The task:
Locate "Would you mind pointing to the girl standing" in the records below, then copy its line and every following line exactly, without the pictures.

Working data:
┄┄┄┄┄┄┄┄┄┄

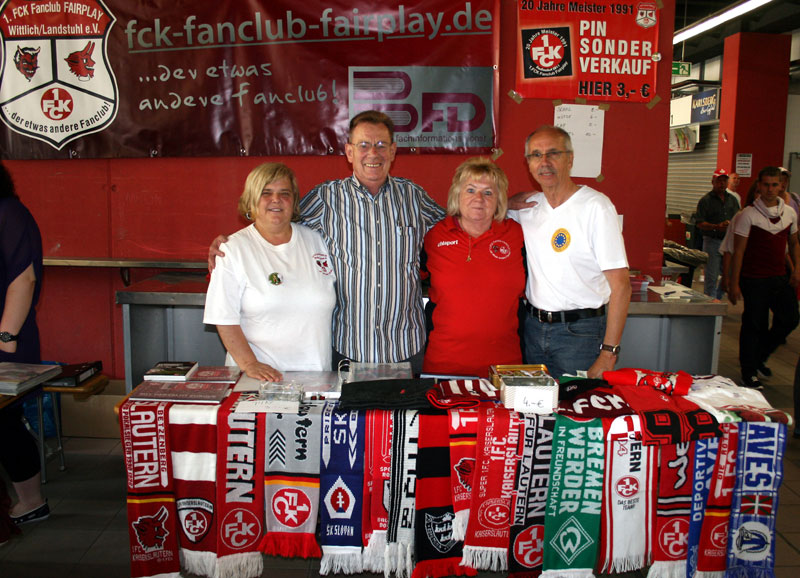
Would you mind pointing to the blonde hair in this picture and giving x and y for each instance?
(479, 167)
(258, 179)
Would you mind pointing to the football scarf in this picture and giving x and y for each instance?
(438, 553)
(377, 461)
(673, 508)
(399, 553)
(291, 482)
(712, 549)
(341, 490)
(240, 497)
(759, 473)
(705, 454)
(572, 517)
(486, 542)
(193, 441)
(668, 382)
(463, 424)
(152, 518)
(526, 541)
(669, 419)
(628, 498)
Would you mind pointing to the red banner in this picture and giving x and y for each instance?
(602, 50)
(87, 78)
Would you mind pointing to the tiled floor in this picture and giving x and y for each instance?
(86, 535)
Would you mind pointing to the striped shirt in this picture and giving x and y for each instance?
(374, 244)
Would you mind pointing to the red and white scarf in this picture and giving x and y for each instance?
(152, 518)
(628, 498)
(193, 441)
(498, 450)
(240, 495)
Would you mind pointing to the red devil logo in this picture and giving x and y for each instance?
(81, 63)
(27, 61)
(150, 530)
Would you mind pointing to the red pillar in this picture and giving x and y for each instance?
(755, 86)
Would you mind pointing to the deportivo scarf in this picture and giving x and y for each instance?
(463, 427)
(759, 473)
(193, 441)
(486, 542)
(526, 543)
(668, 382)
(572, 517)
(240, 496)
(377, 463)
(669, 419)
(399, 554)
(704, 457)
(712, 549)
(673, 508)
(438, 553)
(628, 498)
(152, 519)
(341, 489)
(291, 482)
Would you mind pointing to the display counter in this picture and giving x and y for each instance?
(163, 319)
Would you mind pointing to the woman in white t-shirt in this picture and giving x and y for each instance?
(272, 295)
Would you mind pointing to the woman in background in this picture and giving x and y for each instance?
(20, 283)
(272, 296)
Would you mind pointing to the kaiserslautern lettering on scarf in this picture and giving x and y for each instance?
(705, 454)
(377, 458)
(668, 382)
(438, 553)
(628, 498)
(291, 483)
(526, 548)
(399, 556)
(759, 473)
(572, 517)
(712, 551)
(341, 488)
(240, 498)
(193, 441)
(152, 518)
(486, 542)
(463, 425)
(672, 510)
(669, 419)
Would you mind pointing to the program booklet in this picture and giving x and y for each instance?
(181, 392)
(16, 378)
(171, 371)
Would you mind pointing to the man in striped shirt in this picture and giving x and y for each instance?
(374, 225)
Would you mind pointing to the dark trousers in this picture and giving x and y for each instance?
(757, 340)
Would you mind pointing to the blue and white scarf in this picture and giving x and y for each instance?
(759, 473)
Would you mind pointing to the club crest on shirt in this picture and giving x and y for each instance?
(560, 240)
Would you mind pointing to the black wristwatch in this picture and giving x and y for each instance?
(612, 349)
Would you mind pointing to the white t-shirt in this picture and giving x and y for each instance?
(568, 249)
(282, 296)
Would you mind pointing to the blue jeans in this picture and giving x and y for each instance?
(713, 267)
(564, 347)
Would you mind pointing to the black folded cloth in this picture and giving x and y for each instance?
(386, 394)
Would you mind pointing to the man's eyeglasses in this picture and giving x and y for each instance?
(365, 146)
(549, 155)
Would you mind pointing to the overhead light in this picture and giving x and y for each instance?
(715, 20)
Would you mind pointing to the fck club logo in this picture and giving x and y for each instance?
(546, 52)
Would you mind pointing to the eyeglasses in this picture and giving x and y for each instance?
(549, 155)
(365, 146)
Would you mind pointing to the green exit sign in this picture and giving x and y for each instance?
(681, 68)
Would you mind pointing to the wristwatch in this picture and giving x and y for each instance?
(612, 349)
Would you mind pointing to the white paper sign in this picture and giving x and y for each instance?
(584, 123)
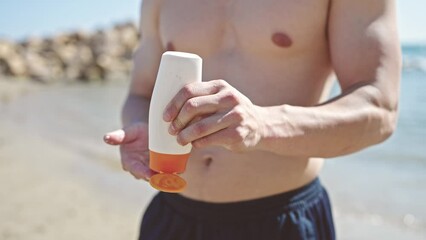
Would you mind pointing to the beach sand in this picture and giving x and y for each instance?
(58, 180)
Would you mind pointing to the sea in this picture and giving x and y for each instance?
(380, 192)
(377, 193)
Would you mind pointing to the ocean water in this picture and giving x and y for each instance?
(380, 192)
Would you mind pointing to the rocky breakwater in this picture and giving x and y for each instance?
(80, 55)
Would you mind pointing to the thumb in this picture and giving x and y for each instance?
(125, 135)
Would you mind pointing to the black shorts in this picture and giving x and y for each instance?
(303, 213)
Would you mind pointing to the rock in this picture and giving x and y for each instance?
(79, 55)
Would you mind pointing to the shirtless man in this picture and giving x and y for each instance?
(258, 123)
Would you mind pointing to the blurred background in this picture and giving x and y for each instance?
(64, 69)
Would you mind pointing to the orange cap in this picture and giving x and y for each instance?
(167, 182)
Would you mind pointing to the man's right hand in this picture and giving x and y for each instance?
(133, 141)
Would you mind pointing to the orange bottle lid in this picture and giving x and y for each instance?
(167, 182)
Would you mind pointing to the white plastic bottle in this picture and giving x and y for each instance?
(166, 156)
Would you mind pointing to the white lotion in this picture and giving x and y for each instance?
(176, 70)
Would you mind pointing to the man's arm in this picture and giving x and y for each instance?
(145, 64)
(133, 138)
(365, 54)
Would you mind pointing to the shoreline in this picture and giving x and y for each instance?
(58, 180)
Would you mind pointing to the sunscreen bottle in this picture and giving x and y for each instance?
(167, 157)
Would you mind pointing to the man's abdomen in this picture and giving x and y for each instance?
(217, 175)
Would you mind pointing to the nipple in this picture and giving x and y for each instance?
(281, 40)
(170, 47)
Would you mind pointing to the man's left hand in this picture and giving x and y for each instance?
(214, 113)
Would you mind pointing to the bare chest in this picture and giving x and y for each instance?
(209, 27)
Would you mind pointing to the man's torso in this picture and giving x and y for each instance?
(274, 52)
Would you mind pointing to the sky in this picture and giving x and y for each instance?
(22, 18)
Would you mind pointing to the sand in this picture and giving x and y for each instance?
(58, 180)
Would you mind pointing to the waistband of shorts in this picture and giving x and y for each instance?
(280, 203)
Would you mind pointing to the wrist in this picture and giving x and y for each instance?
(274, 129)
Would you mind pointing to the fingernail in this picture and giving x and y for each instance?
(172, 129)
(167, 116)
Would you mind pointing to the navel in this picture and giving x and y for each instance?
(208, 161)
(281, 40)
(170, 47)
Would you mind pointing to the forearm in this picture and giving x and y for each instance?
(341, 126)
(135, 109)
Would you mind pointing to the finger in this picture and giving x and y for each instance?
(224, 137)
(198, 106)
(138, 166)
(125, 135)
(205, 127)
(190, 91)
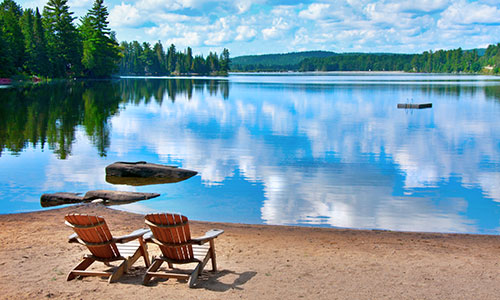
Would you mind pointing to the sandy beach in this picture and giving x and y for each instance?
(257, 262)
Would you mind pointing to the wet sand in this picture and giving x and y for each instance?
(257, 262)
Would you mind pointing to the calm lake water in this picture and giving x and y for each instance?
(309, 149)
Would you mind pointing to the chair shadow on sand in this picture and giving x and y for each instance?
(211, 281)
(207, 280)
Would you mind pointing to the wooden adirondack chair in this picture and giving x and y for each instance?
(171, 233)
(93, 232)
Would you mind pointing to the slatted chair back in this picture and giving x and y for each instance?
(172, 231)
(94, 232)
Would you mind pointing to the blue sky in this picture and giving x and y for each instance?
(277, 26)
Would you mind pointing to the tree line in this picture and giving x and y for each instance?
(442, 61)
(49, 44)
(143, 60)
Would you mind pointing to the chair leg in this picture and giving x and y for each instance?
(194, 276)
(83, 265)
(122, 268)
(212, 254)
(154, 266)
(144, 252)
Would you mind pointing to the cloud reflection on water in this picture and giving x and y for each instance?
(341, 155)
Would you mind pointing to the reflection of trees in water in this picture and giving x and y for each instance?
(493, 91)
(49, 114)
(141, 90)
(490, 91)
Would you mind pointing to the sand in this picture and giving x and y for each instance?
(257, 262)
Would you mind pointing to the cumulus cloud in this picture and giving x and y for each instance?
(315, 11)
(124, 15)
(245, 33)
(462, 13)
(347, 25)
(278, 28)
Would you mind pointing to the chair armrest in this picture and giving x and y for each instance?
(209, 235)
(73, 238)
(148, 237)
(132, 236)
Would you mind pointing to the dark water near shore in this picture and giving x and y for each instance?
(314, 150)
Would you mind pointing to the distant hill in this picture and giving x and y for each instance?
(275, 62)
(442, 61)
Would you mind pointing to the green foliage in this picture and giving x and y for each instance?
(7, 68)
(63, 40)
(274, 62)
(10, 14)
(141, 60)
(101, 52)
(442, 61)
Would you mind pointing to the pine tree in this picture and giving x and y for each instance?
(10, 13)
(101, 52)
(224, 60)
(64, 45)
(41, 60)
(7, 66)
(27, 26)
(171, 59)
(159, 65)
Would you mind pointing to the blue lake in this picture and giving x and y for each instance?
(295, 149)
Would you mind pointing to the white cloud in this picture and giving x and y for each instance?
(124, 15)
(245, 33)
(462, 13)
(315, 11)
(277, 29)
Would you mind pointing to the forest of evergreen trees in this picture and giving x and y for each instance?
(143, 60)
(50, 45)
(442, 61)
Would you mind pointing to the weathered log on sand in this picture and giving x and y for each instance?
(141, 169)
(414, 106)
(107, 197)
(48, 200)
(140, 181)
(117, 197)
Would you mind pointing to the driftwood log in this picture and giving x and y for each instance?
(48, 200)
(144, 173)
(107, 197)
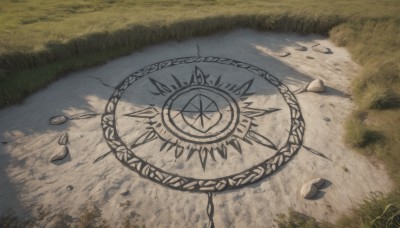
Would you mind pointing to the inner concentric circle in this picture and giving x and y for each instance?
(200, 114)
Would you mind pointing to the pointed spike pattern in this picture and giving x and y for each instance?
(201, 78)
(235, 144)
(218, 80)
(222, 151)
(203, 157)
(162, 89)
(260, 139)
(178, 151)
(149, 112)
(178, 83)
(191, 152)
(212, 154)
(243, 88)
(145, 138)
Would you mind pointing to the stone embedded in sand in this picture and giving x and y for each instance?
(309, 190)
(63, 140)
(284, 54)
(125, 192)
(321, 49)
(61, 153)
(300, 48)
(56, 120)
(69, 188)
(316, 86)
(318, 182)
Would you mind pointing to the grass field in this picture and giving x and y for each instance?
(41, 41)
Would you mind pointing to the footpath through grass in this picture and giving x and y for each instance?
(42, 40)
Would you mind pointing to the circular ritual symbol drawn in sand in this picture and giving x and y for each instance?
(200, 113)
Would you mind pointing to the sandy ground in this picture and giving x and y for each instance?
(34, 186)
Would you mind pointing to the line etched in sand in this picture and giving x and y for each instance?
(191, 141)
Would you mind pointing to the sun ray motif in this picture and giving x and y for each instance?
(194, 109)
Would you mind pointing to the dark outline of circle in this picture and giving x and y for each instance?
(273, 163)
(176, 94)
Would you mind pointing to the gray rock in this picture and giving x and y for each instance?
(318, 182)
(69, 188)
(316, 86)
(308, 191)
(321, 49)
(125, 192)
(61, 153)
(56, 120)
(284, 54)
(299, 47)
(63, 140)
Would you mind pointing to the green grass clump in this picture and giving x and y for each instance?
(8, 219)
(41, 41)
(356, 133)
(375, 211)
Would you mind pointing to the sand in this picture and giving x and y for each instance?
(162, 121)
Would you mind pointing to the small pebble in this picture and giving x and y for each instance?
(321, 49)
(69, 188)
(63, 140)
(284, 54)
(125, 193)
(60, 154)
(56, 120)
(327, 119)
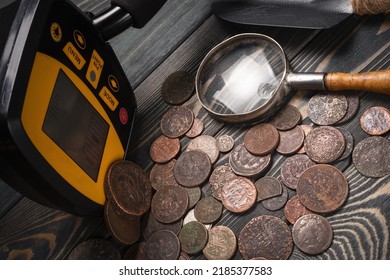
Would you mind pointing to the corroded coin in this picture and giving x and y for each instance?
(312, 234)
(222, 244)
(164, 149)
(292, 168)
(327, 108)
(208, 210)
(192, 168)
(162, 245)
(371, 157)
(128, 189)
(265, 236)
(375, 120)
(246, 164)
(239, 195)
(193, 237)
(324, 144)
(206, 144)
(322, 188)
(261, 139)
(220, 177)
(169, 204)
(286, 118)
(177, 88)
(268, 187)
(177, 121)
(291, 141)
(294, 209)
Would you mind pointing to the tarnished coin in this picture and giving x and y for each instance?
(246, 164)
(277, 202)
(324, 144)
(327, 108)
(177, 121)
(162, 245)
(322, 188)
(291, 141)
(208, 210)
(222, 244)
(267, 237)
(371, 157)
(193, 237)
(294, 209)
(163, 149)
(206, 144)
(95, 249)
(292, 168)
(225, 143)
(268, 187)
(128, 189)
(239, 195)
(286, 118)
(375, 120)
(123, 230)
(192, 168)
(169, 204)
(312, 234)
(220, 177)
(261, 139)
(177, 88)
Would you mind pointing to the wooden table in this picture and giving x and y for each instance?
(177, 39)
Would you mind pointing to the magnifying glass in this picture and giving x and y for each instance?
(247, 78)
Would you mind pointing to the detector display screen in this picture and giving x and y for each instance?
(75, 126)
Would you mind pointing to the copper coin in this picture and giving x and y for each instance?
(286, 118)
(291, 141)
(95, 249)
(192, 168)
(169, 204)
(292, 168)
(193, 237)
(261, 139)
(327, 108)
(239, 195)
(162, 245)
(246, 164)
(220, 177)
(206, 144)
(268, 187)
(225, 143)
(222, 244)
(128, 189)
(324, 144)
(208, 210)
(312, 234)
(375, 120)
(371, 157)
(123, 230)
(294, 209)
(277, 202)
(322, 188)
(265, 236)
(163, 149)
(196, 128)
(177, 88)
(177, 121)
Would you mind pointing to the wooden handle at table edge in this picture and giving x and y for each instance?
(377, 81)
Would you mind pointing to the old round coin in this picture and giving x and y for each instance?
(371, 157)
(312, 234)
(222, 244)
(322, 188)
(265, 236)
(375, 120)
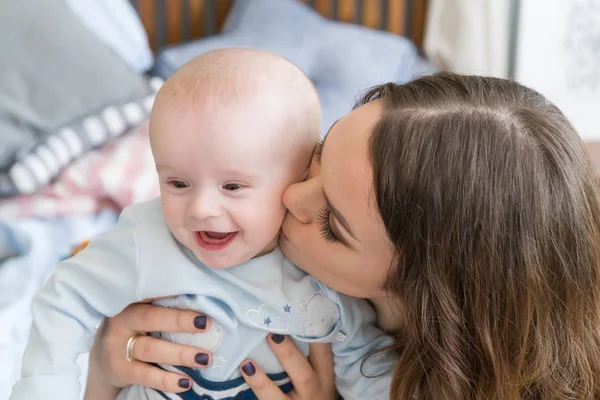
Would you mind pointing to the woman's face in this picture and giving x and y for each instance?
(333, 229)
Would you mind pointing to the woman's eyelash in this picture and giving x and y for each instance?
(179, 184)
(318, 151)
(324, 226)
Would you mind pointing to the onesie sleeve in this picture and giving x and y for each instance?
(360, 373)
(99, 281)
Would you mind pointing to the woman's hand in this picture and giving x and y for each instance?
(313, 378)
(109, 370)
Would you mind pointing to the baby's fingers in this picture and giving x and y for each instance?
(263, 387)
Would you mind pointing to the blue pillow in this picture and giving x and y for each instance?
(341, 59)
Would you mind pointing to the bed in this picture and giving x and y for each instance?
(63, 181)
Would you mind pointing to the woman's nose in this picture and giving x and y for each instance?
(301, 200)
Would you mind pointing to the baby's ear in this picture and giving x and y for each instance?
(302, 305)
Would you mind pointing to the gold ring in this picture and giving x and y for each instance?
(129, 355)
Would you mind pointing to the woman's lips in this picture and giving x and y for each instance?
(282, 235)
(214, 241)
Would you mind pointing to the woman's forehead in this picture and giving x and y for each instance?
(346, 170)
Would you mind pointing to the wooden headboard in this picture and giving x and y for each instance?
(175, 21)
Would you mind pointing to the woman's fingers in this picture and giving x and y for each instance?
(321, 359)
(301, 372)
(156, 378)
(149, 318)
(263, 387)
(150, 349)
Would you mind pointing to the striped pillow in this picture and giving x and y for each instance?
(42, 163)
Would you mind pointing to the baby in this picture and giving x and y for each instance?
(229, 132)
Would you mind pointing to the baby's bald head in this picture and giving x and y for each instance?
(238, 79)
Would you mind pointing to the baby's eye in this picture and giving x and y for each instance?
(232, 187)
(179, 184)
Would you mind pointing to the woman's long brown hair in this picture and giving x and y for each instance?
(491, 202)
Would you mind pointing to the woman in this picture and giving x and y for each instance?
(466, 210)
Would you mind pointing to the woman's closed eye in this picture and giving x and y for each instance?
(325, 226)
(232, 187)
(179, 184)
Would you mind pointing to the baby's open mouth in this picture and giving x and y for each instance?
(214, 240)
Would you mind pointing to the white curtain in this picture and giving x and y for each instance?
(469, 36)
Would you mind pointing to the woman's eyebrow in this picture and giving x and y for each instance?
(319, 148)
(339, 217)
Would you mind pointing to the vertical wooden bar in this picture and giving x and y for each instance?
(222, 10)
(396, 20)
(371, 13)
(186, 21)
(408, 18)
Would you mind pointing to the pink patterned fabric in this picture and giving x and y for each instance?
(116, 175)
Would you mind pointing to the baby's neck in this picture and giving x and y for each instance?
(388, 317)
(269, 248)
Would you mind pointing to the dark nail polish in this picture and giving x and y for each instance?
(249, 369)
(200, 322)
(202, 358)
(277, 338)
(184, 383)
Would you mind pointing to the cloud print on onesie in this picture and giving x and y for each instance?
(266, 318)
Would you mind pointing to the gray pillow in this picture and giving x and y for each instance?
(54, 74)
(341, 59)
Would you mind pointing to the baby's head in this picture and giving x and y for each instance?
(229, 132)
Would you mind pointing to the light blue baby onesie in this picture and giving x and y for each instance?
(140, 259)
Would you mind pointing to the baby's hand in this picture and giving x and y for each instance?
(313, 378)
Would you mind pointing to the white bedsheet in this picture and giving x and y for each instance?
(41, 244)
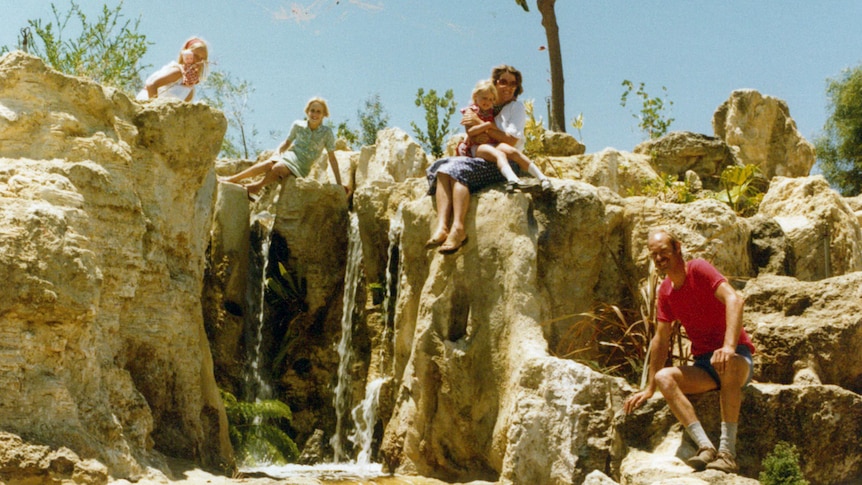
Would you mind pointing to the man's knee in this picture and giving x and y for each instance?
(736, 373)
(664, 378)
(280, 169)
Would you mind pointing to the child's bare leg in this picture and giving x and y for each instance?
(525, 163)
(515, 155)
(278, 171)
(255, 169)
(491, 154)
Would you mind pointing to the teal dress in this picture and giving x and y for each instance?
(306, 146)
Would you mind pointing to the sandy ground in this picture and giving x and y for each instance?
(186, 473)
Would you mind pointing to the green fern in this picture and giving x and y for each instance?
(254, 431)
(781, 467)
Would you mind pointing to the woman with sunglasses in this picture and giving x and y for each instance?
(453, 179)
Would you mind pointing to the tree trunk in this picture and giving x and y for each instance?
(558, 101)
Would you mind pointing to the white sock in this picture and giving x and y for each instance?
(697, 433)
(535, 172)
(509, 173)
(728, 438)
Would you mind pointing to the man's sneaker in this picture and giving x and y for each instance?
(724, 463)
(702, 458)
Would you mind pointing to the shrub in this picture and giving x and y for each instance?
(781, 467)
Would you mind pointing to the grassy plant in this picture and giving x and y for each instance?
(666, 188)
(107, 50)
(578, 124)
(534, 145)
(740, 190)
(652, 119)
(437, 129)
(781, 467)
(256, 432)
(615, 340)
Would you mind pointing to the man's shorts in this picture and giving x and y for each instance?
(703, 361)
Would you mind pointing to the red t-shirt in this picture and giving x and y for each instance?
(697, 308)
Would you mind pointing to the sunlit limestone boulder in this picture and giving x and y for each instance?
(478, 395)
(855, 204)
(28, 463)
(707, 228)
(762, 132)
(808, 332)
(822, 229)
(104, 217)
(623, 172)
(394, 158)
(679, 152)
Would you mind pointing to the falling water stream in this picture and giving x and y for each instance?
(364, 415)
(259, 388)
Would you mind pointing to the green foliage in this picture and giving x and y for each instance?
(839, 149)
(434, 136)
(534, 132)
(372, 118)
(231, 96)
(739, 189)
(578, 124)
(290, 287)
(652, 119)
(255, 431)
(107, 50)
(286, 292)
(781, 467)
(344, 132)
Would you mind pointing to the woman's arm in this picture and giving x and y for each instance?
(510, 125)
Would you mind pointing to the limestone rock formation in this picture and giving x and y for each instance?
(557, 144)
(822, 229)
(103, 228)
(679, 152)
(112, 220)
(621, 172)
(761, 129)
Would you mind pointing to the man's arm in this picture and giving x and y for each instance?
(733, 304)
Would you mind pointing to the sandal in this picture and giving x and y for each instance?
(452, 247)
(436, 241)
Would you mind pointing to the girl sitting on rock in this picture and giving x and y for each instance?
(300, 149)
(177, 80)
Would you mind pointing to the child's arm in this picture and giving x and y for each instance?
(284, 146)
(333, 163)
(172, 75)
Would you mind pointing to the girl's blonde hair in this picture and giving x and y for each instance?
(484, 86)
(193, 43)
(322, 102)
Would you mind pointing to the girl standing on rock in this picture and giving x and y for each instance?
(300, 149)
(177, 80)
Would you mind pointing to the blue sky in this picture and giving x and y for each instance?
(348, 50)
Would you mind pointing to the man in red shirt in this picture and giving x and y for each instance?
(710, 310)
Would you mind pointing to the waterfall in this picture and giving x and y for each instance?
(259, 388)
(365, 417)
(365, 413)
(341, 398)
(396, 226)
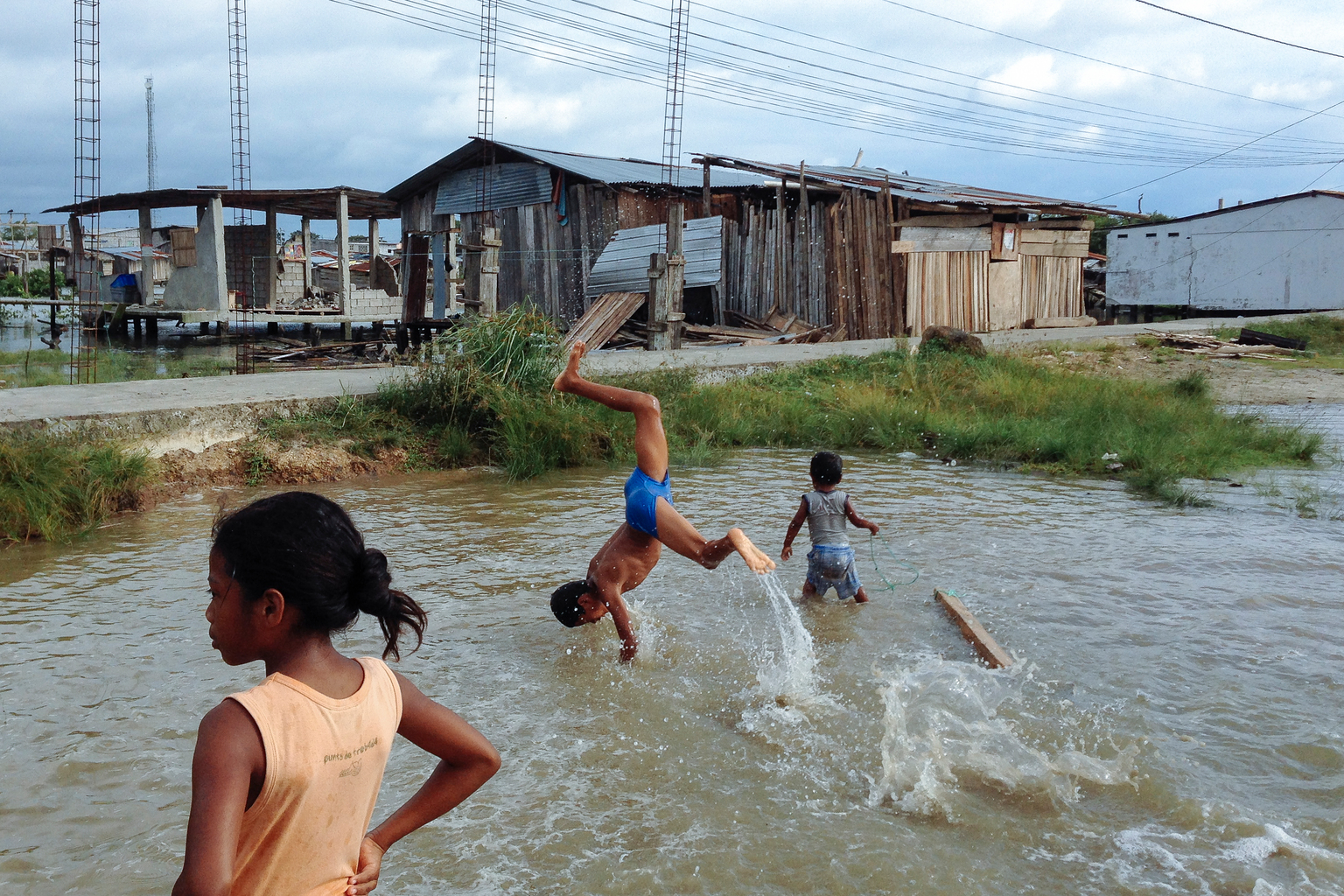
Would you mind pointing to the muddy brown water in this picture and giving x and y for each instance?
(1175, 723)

┄┄┄┄┄┄┄┄┄┄

Task answer:
Would you mind pointing to the girl standing on rock in this picture and giving x and y for each instance?
(300, 149)
(177, 80)
Would you mind pointing to the blue sky in this picture and giving x and y for each instance?
(348, 50)
Would you mind pointing to the man in red shirt in this picture and giving x and y for each instance?
(710, 310)
Would you mind pointing to the waterfall in this picture and giving x and y for each instance?
(259, 388)
(365, 417)
(365, 413)
(341, 398)
(396, 226)
Would you mind pointing to the muddy brown water in this picture and giving x and y for each instance?
(1175, 723)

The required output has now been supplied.